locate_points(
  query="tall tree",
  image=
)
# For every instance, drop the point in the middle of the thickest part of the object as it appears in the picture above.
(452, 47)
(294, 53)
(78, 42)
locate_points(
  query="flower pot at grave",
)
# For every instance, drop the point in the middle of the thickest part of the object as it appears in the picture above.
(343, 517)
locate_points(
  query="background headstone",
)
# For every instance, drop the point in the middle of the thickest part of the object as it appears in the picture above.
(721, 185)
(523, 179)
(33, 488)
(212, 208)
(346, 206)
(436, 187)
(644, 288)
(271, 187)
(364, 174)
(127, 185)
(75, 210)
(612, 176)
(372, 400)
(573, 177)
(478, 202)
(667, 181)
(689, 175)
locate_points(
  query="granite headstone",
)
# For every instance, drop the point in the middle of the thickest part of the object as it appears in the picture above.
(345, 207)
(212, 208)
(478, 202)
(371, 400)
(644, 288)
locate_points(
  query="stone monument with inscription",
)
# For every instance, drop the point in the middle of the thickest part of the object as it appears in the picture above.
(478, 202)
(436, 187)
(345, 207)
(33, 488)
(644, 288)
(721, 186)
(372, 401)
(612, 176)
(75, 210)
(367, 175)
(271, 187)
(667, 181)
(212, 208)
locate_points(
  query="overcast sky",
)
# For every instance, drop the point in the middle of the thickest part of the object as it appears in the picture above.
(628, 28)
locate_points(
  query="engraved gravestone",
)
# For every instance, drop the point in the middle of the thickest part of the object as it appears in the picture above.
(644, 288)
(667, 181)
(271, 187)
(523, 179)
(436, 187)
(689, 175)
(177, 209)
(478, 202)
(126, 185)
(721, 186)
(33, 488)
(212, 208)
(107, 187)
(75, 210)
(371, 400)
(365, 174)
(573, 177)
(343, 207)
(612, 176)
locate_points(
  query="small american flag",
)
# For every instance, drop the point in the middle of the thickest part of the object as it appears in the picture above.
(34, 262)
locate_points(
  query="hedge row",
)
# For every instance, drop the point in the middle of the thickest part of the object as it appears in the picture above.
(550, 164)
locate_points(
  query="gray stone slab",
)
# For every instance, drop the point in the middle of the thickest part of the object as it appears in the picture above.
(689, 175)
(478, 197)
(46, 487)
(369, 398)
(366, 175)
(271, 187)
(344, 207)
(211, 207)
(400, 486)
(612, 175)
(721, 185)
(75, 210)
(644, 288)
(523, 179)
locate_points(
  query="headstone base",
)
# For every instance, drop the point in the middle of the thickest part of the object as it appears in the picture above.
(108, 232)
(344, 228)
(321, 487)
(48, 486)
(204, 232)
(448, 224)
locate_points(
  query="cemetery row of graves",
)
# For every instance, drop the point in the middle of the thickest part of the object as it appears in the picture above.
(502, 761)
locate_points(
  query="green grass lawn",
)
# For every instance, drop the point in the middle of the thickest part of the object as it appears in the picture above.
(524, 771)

○ ○ ○ ○ ○

GIVEN TASK: Retype the entries exactly, including every line.

RESULT OF THE TASK:
locate_points(
  query="tall tree",
  image=
)
# For every instance, drop the point in the middle of the thickest part of the object as it appears in the picture above.
(452, 47)
(294, 53)
(78, 42)
locate_points(
  query="flower pot at grave",
)
# For every instance, drop the point in the middle of the thickest part of the object as it appears in the picture above.
(343, 517)
locate_points(
  query="background headstone",
)
# For every instance, drop the point in the middle of the thickest part of the object as it appears in the picture above.
(721, 185)
(523, 179)
(33, 488)
(212, 208)
(346, 206)
(436, 187)
(644, 288)
(271, 187)
(364, 174)
(127, 185)
(75, 210)
(612, 176)
(372, 400)
(573, 177)
(478, 202)
(667, 181)
(689, 175)
locate_points(
  query="granite headstone",
)
# For every instance, drop the point in the middle of the thickest part of the object as it appears in the picture above.
(345, 207)
(212, 208)
(478, 202)
(371, 400)
(644, 288)
locate_points(
  query="stone monument with inscription",
)
# For every instance, drop the point in the middle of the thickest part of the object as it appears in the picture above.
(478, 202)
(436, 187)
(345, 207)
(33, 488)
(644, 288)
(721, 186)
(372, 401)
(612, 176)
(75, 210)
(367, 175)
(271, 187)
(667, 181)
(212, 208)
locate_points(
  query="overcast sky",
)
# For every instance, drop the point in the middle of the thickest part of the object as it appears in the picture above.
(628, 28)
locate_points(
  query="engraved gravestone",
)
# For every instance, drop the point in the middle of the thickest part of the object as it appears in the picture above.
(644, 288)
(667, 181)
(271, 187)
(523, 179)
(436, 187)
(689, 175)
(177, 209)
(478, 202)
(126, 185)
(721, 186)
(33, 488)
(212, 208)
(107, 187)
(75, 210)
(371, 400)
(365, 174)
(573, 177)
(343, 207)
(612, 176)
locate_points(
  query="small american flag",
)
# For every instance, drop the point in the middle of the thickest part of the object as it appears in the picture above.
(34, 262)
locate_points(
  query="hedge row",
)
# For every instance, drop the point in the middle of the thickest part of the object as it appears in the picture above.
(550, 164)
locate_points(
  query="gray stone slab",
)
# For every instance, drop the point in the middle of the thickest part of the object as it appears in the picture above.
(689, 175)
(478, 197)
(46, 487)
(369, 398)
(366, 175)
(271, 187)
(344, 207)
(211, 207)
(400, 486)
(612, 175)
(721, 185)
(75, 210)
(644, 288)
(523, 179)
locate_points(
  query="headstone base",
)
# For every instance, drop the point in the middle of the thickest part of the object as it appears in the picture above.
(108, 232)
(344, 228)
(321, 487)
(48, 486)
(204, 232)
(448, 224)
locate_points(
  query="cemetery row of graves",
)
# For every instance, drop the point in the middle of the thickest part of the object as it appears in the picture above.
(502, 761)
locate_points(
  query="green grass lawn",
)
# For every instance, drop the point in the middle of the thickest part of the object as it appears in the picture above.
(524, 771)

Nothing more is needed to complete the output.